§ **EXERCISE BRIEF**
What is needed is an exact transcription of every record, minus the pictures.

Collected data entries
####################

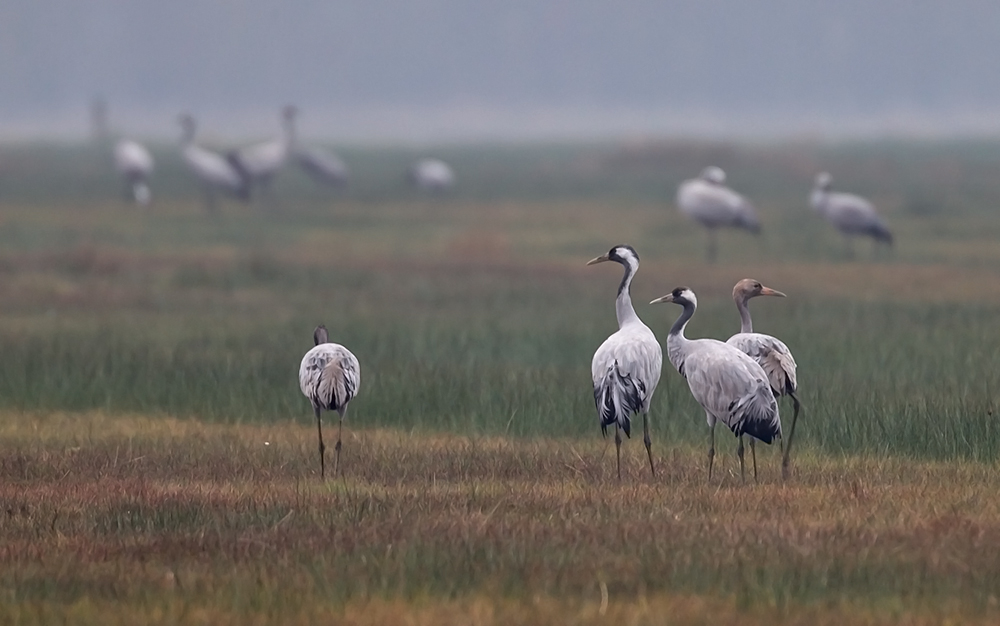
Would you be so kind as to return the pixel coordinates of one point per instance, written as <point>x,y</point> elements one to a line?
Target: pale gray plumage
<point>770,352</point>
<point>707,200</point>
<point>728,384</point>
<point>321,165</point>
<point>851,214</point>
<point>431,175</point>
<point>260,162</point>
<point>330,377</point>
<point>626,367</point>
<point>134,162</point>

####################

§ **WRITTEN REPLY**
Would you be so kind as to return the pixel coordinates of one point per instance, written as <point>x,y</point> elements one to a line?
Target: pale gray plumage
<point>770,352</point>
<point>707,200</point>
<point>728,384</point>
<point>321,165</point>
<point>851,214</point>
<point>431,175</point>
<point>260,162</point>
<point>330,377</point>
<point>626,367</point>
<point>134,162</point>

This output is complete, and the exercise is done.